_TEXTE RETENU_:
··········

L’opposition capital-travail a structuré la pensée économique pendant deux siècles. La transition numérique apporte de nouvelles métriques de l’économie, qui en changent la nature, expliquent les économistes Vincent Lorphelin, Christian Saint-Etienne et Michel Volle.
La manière dont nous mesurons l’économie a une influence décisive sur sa gestion et sa régulation. Mesurer le temps de travail aboutit au smic et à l’âge légal de la retraite. Mesurer la rentabilité aboutit à l’augmentation de l’épargne et à la circulation des capitaux. Mais nous ignorons ce que nous ne mesurons pas, ou mal : les effets positifs de la responsabilité d’un manager, du dévouement d’une infirmière, de l’agriculture raisonnée, d’une dynamique collective ; les effets négatifs de l’obsolescence programmée, de la bureaucratie, de l’empreinte carbone d’un produit.

··········

_LISTE DES ITEMS_:
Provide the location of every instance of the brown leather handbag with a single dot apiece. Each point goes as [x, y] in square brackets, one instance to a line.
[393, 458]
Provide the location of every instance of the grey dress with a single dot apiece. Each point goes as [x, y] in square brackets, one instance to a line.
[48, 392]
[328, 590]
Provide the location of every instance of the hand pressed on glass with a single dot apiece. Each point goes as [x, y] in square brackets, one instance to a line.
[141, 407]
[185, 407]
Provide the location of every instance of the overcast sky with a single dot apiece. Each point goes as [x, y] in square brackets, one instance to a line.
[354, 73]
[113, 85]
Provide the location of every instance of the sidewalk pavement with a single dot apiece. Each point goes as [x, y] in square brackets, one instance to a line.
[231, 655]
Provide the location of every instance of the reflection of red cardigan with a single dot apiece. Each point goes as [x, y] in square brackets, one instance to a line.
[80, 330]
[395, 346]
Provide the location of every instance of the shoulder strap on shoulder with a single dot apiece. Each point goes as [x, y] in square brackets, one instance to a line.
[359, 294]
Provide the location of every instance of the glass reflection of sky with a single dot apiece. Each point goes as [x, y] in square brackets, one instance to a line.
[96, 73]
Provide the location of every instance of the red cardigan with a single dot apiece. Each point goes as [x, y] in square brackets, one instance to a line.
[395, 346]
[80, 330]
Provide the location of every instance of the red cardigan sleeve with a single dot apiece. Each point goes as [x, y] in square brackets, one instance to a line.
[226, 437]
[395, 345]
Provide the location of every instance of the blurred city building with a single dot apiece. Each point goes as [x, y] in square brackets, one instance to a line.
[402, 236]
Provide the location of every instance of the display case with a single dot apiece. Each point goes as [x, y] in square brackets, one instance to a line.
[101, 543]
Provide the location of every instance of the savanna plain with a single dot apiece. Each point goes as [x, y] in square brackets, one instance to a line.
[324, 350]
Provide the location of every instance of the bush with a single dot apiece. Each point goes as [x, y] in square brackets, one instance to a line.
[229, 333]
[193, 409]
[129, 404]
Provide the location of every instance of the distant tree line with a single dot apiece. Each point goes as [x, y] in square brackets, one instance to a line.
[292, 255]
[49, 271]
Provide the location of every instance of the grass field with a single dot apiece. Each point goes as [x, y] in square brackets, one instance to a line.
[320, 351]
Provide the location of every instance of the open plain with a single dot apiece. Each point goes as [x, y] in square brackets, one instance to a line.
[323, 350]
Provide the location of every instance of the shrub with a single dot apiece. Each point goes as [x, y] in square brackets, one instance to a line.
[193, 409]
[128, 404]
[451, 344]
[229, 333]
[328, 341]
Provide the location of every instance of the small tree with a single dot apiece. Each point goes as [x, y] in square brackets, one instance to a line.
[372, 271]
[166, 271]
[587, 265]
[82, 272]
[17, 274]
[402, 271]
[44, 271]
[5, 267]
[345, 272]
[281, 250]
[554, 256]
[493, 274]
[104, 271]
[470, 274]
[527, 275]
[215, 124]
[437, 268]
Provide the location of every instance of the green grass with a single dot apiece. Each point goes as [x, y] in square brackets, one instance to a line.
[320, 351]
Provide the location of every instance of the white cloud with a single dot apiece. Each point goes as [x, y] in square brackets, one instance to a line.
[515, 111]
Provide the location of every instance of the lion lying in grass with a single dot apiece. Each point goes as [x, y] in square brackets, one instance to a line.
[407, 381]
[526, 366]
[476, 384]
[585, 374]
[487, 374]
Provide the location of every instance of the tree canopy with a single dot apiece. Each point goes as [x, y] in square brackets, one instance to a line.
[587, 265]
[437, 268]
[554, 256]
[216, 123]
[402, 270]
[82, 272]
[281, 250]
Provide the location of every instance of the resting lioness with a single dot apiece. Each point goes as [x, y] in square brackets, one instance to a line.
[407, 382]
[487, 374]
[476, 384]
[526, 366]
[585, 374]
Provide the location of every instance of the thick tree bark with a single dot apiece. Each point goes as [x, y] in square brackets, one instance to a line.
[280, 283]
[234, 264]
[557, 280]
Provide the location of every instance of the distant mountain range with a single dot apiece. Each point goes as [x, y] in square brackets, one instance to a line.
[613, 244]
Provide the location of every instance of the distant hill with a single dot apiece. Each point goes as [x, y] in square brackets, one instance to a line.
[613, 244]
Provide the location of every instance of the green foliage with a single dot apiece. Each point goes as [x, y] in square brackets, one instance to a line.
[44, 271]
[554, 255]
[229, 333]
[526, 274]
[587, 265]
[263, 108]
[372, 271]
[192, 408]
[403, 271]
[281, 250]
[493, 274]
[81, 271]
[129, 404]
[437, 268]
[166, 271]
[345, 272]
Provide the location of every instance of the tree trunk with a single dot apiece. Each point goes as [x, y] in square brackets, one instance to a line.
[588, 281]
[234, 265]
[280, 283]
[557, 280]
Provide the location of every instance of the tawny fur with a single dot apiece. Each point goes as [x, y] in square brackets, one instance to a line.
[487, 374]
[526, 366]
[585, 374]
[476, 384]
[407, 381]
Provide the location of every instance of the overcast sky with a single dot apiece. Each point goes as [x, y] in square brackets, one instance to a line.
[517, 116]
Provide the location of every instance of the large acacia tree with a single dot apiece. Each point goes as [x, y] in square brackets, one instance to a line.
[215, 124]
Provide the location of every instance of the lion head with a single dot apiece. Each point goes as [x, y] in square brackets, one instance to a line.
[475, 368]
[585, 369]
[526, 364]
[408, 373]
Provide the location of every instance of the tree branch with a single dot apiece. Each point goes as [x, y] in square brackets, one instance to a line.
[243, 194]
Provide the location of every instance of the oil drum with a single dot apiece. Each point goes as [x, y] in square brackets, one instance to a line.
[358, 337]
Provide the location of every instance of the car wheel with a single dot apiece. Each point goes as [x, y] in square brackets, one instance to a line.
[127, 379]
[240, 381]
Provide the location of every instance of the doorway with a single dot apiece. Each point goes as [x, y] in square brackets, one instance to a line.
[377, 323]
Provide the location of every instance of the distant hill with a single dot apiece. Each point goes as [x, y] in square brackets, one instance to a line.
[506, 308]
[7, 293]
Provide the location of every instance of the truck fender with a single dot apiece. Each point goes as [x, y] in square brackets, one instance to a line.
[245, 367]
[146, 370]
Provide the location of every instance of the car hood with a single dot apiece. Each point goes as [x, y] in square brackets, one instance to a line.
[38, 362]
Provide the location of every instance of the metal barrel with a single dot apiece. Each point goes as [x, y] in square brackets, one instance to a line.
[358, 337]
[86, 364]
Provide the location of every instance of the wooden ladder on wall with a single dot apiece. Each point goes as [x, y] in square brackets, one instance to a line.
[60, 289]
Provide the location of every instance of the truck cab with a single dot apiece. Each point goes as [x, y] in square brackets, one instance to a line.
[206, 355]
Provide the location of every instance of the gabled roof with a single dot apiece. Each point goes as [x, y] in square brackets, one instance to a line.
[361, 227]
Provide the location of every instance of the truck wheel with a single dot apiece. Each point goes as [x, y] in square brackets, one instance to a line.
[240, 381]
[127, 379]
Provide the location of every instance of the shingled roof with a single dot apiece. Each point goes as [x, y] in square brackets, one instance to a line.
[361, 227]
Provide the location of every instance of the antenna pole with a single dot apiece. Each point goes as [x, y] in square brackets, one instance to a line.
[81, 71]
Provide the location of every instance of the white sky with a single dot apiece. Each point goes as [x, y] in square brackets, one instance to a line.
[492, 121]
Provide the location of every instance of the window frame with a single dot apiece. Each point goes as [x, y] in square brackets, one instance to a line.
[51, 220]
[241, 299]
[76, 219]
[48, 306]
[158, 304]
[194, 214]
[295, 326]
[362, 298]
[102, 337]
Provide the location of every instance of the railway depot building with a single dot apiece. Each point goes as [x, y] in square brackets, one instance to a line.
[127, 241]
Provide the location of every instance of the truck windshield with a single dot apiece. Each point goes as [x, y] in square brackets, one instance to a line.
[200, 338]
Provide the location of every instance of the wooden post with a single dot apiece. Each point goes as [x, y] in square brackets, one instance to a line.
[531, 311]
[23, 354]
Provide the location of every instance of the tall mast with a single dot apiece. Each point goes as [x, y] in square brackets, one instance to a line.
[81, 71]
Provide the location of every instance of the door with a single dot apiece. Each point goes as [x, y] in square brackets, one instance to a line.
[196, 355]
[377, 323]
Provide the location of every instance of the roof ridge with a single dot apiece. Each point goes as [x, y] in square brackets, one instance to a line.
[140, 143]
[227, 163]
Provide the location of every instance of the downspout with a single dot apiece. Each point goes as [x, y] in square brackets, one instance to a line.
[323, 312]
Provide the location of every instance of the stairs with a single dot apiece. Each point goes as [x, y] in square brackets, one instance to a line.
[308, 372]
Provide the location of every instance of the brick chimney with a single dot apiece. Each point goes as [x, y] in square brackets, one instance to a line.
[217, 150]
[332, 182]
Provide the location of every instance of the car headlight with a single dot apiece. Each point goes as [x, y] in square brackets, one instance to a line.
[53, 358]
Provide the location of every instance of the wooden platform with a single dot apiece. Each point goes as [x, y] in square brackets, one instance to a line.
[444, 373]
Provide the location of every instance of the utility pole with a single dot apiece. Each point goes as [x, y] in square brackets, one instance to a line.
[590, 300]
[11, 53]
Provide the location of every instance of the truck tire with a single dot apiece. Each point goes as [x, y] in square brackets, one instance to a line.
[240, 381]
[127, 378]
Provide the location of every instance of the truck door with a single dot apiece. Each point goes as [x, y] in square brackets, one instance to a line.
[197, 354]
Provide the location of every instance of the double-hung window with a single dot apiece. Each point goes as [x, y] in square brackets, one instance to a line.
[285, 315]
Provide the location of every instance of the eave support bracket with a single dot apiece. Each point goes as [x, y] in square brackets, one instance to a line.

··········

_CONSIGNES DE L'EXERCICE_:
[1] Recopiez sans rien changer le passage du texte sur la mesure de l'économie qui va de « L’opposition capital-travail a » jusqu'à « et Michel Volle. ».
[2] Répondez à ces questions sur le texte sur la mesure de l'économie :
(a) Pendant combien de siècles l'opposition capital-travail a-t-elle structuré la pensée économique ?
(b) À quoi aboutit la mesure du temps de travail ?
(c) Quels effets négatifs, mal mesurés, sont cités ?
Les items ne servent à rien ici.

_RÉPONSES PAR CONSIGNE_:
[1]
L’opposition capital-travail a structuré la pensée économique pendant deux siècles. La transition numérique apporte de nouvelles métriques de l’économie, qui en changent la nature, expliquent les économistes Vincent Lorphelin, Christian Saint-Etienne et Michel Volle.

[2]
(a) Pendant deux siècles.
(b) Au smic et à l'âge légal de la retraite.
(c) Ceux de l'obsolescence programmée, de la bureaucratie et de l'empreinte carbone d'un produit.